### REQUEST
Copy out the items below from the start through the line containing "846 513 895 643", that line included, keeping the requests unchanged and adding -36 to every bounding-box coordinate in the answers.

^^^^

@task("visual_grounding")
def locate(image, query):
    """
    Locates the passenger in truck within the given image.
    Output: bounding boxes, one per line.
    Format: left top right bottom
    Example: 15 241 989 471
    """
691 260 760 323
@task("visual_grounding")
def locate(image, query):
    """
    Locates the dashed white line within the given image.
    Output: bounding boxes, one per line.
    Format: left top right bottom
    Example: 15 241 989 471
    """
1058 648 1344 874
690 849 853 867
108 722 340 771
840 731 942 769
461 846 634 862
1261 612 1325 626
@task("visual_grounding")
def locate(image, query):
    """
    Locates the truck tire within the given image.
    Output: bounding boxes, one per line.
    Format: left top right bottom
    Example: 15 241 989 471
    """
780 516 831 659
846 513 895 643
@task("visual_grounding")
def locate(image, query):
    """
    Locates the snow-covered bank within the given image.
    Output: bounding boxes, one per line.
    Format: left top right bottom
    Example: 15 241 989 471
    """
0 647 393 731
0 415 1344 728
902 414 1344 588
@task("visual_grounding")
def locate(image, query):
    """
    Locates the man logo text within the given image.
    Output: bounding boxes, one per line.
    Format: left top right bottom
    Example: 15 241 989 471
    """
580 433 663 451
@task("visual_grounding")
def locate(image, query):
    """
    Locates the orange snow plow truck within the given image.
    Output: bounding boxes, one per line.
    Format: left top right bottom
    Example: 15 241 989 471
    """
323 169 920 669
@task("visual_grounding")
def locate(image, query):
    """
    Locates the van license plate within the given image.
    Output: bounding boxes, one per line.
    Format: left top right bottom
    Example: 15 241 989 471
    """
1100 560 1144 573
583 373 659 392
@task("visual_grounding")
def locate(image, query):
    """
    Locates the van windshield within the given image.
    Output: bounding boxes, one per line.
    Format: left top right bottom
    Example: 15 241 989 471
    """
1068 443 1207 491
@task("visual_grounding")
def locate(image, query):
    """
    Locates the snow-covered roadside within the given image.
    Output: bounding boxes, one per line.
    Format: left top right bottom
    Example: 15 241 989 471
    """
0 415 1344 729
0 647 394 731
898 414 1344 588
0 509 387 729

^^^^

### EXERCISE OUTPUT
@task("visual_grounding")
def locate(image, query):
    """
    Locates the passenger in truck within the given image.
    Output: bounding boxes, one per line.
    Format: left top right bottom
    Example: 15 241 989 471
    """
655 224 724 287
@task("visual_grounding")
def locate(image, query):
    """
    Locates the dashed white line within the given image.
    Output: bounding boxes, one per line.
    Format: left top right bottom
    Example: 15 241 989 471
    """
1022 612 1308 838
654 813 817 831
72 686 304 735
804 695 906 733
425 810 598 826
1225 576 1289 590
@task("visual_grounding")
def locate(image, query):
    """
    Locates the truck tire within the given image.
    Output: bounding boxes, one per line.
    Format: left top right bottom
    Example: 15 241 989 471
    """
744 480 795 623
810 477 859 607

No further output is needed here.